┌─ Records provided
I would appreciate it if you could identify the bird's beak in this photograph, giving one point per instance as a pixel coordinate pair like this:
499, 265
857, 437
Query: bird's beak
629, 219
└─
The request: Return every line of the records above without any change.

Output for this task:
I would appreciate it if you could identify the bird's beak in this photograph, giving one point per instance as a pixel coordinate pair like this:
499, 265
857, 437
Query: bird's beak
629, 219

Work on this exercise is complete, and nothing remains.